It’s midday, 8 March 1982 and a code orange status has just been triggered in the offices of RoSPA (the Royal Society for the Prevention of Accidents). Colin Goodwin has just been issued with a driving licence. Two o’clock the same day: RoSPA raises the alert status to red. Goodwin has purchased his first car. 

That damned piece of paper had taken nearly two years to obtain. The people at the DVLA, or whoever was responsible back then for organising driving tests, had been on strike and there was a massive backlog for dates. I’d applied for a cancellation and got a date a week later, having had no lessons. I took it in a mate’s Fiat 127 Sport that fouled its plugs. I failed. More disasters followed. Anyway, I was beyond desperate to go solo (er, legally) hence the lack of dawdling to buy a car. 

The machine was a Vauxhall Viva HB in SL90 spec. Brush painted, F-reg, already rusty. Forty quid. A 1.2-litre engine producing not much horsepower. That didn’t matter much because most of my friends owned American muscle cars and the Vauxhall could have had 200bhp because it was the deficit in cylinders that inspired their derision.

(Point-based annotation records)

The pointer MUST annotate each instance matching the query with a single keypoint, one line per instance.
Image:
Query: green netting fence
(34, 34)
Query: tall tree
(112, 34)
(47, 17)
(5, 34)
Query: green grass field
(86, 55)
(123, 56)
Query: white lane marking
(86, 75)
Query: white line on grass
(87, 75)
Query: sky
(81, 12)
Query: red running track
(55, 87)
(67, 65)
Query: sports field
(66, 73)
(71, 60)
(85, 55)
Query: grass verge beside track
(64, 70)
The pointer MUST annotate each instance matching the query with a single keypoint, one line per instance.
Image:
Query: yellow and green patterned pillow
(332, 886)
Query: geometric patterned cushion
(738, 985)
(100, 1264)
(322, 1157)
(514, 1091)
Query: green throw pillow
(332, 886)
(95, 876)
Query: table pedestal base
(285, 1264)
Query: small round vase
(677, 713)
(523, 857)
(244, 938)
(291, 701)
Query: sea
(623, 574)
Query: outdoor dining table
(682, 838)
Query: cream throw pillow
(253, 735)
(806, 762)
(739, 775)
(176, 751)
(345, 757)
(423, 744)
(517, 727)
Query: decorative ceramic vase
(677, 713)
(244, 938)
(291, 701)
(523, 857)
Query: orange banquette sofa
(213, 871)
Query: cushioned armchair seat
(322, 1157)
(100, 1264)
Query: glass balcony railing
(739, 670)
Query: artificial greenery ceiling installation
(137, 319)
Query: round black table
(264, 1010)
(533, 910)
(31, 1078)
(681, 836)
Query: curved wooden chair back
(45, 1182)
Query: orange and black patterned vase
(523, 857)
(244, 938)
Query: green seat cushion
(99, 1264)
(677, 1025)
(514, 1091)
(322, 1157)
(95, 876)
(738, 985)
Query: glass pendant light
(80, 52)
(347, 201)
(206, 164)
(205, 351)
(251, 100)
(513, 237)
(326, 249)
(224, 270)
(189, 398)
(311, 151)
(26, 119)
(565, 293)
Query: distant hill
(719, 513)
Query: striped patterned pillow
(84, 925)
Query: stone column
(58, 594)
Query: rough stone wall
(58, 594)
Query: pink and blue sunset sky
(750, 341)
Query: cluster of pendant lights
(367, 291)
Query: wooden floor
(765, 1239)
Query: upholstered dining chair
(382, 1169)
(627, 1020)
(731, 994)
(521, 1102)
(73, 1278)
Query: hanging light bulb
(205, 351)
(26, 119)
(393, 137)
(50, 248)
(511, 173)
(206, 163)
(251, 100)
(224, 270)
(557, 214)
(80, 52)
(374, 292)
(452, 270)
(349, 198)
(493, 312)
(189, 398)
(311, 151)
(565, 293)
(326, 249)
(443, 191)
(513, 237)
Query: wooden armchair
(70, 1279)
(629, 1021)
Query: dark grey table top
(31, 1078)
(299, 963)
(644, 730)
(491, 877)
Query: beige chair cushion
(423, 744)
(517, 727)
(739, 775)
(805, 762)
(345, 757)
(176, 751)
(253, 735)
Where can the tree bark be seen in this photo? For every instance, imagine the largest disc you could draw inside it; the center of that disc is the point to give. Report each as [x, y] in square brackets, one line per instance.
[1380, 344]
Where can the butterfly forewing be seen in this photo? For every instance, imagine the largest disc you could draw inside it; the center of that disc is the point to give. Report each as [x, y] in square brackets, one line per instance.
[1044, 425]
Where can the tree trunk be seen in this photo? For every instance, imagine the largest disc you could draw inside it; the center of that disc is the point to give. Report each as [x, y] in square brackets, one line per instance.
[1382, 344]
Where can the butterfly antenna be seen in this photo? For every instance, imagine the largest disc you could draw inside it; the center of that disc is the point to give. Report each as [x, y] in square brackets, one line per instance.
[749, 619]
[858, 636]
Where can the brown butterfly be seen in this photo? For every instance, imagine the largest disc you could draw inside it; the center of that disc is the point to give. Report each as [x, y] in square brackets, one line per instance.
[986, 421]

:: Requests ::
(a) Copy the part of the driving-licence passage starting with "It’s midday, 8" and going on through "to buy a car.".
(b) Put this sentence from the driving-licence passage into Spanish: "I took it in a mate’s Fiat 127 Sport that fouled its plugs."
(c) In the driving-licence passage, the short phrases from "Brush painted" through "not much horsepower." describe the Vauxhall. List every one of them.
This material has no connection to the driving-licence passage.

:: Answers for the tasks ::
(a)
It’s midday, 8 March 1982 and a code orange status has just been triggered in the offices of RoSPA (the Royal Society for the Prevention of Accidents). Colin Goodwin has just been issued with a driving licence. Two o’clock the same day: RoSPA raises the alert status to red. Goodwin has purchased his first car. 

That damned piece of paper had taken nearly two years to obtain. The people at the DVLA, or whoever was responsible back then for organising driving tests, had been on strike and there was a massive backlog for dates. I’d applied for a cancellation and got a date a week later, having had no lessons. I took it in a mate’s Fiat 127 Sport that fouled its plugs. I failed. More disasters followed. Anyway, I was beyond desperate to go solo (er, legally) hence the lack of dawdling to buy a car.

(b) Lo hice en el Fiat 127 Sport de un amigo, que ensuciaba las bujías.

(c)
- Brush painted
- F-reg
- Already rusty
- Forty quid
- A 1.2-litre engine producing not much horsepower